DATA IN THIS EXERCISE START
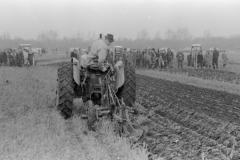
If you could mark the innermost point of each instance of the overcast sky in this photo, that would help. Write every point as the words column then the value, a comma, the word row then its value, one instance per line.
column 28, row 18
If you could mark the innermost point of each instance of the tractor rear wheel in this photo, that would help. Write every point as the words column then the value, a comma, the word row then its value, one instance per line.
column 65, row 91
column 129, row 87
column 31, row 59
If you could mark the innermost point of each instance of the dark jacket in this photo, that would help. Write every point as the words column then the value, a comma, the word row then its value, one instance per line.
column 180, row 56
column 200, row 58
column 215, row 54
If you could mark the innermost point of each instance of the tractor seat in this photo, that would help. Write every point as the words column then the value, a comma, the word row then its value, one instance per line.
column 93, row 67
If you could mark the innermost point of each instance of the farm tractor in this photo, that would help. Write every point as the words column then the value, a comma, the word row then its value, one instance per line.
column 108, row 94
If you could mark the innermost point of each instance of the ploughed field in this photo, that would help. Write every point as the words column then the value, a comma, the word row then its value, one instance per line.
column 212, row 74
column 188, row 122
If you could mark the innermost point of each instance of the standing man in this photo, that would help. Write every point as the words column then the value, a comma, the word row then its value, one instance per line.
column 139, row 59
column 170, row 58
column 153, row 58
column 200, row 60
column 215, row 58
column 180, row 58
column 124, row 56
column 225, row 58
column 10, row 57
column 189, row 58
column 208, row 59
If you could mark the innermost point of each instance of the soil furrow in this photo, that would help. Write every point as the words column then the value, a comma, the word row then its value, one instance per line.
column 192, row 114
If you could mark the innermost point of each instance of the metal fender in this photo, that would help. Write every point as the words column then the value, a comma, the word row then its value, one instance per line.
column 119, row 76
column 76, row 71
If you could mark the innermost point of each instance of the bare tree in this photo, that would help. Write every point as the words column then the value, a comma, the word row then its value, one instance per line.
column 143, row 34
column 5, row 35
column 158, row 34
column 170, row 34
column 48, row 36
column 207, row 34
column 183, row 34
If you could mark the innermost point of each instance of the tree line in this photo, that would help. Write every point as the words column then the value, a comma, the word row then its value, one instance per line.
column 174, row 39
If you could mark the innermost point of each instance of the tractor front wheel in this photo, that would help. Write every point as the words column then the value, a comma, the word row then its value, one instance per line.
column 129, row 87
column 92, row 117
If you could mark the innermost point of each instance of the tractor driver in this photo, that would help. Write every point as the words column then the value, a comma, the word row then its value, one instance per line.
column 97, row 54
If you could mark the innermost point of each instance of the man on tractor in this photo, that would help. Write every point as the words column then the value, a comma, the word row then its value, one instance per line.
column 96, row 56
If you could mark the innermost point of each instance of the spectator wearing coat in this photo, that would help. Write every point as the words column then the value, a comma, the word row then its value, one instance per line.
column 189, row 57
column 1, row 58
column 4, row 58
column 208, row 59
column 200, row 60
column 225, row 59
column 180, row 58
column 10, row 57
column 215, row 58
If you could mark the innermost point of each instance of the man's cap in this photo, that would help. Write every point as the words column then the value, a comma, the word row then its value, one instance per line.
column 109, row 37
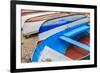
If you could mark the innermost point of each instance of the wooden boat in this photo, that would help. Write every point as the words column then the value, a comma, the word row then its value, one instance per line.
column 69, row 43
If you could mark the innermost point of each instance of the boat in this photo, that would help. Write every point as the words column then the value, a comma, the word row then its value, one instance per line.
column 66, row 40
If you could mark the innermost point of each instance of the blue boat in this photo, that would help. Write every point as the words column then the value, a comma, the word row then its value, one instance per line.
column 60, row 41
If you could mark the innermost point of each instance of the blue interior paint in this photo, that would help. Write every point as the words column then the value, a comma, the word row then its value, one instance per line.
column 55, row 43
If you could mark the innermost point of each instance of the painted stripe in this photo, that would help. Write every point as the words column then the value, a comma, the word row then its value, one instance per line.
DATA IN THIS EXERCISE END
DIRECTIONS FOR THIS TASK
Write the data above out again exactly, every line of it, and exclude the pictures.

RESPONSE TO THIS EXERCISE
If you could mark the innermost point of each instance of the overcast sky in this photo, that would help. Write every point as the words column then the value, a comma, the word row then its value, one instance per line.
column 28, row 18
If you could mark the innermost point of each instance of the tractor rear wheel in this photo, that would help. Write every point as the words column then the value, a comma, the word row then its value, one instance per line.
column 65, row 91
column 129, row 87
column 31, row 59
If you could mark the innermost point of each instance of the dark jacket in this photo, that would help. Write every point as the words column then the value, a comma, the word row then its value, one instance per line.
column 180, row 56
column 200, row 58
column 215, row 54
If you could mark the innermost point of each instance of the tractor seat in this photo, that would help. Write every point as the words column then the value, a comma, the word row then its value, one instance per line.
column 93, row 67
If you could mark the innermost point of each instance of the farm tractor in this photo, that would help. Write every point as the words column then the value, a comma, the word row then its value, one instance per line.
column 108, row 94
If you could mark the innermost point of each instance of the ploughed field in this photo, that would help. Write every point as the words column then the value, a comma, the word row then its value, one instance per line.
column 212, row 74
column 188, row 122
If you could mark the innermost point of each instance of the standing man in this photo, that would help. Write every point as the words column then the value, a comma, the word row then its value, one instance per line.
column 139, row 59
column 170, row 58
column 153, row 58
column 200, row 60
column 215, row 58
column 180, row 58
column 124, row 56
column 225, row 58
column 10, row 57
column 189, row 58
column 208, row 59
If you could mark the innermost point of each instance of the soil furrow in this photo, that would help. Write every point as the words column then the value, a comma, the word row then its value, one instance per line.
column 192, row 114
If you could mark the innermost point of each instance of the metal fender in this photo, that would help. Write every point as the words column then the value, a comma, the word row then its value, one instance per line.
column 119, row 76
column 76, row 71
If you could mark the innermost point of each instance of the bare tree in this photo, that would help. Write every point as the words column then the value, a comma, the word row then its value, one instance per line.
column 143, row 34
column 5, row 35
column 158, row 34
column 170, row 34
column 48, row 36
column 207, row 34
column 183, row 34
If you could mark the innermost point of each instance of the tree line in this photo, that would help. Write every point as the words column then the value, a comma, the word row then its value, one instance per line.
column 174, row 39
If you could mark the innermost point of each instance of the tractor front wheel in this photo, that would help. Write every point as the words column then the value, a comma, the word row then its value, one instance per line.
column 129, row 87
column 92, row 117
If you could mark the innermost point of each instance of the tractor driver in this photo, that would help. Write every point as the words column then the value, a comma, the word row then its value, one instance per line.
column 97, row 54
If you could mark the innermost point of each instance of the man on tractor in this photo, that would help. Write every point as the words column then the value, a comma, the word row then its value, one instance per line.
column 96, row 56
If you could mark the innermost point of each instance of the spectator wearing coat in this photo, that would help. Write every point as the words column then the value, a comma, the word row then its value, one instance per line.
column 189, row 57
column 1, row 58
column 4, row 58
column 208, row 59
column 200, row 60
column 225, row 59
column 180, row 58
column 10, row 57
column 215, row 58
If you could mark the innermost point of each instance of the man's cap in this photo, that would help. Write every point as the words column then the value, a comma, the word row then its value, one instance per line.
column 109, row 37
If you could mark the innermost point of each instance of the wooden boat in this photo, that would help. Write every point as the words column then the value, a comma, the word row then its value, one instance per line.
column 69, row 43
If you could mark the innermost point of each instance of the boat in this photo, that would help. Write every point as the words column then the value, a comma, the word row then its value, one instance per line.
column 66, row 40
If you could mark the innermost point of each instance of the blue boat in this photo, that would help. Write every point as the words column then the value, a comma, the word row then its value, one instance per line.
column 60, row 41
If you could mark the innermost point of each instance of the blue interior paint in this photo, that would help. Write every point as the words column then the value, a comma, the word row then its value, one instance per line.
column 55, row 43
If you could mark the innermost point of each instance of the painted stripe in this photo, that would help. Write every point as the words column then the value, a comma, the word row then its value, one instance per line.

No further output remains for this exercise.